- Task to carry out
Every entry should be repeated exactly as written.

- Input records
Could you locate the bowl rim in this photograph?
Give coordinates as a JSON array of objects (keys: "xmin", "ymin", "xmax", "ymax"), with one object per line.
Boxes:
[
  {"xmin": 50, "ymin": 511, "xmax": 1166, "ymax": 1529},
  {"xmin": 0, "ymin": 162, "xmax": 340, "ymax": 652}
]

- Output
Could you locate the bowl rim in this photograph?
Give coordinates as a JSON array of objects (keys: "xmin", "ymin", "xmax", "ymax"), with one object per line.
Boxes:
[
  {"xmin": 50, "ymin": 511, "xmax": 1166, "ymax": 1529},
  {"xmin": 0, "ymin": 162, "xmax": 340, "ymax": 652}
]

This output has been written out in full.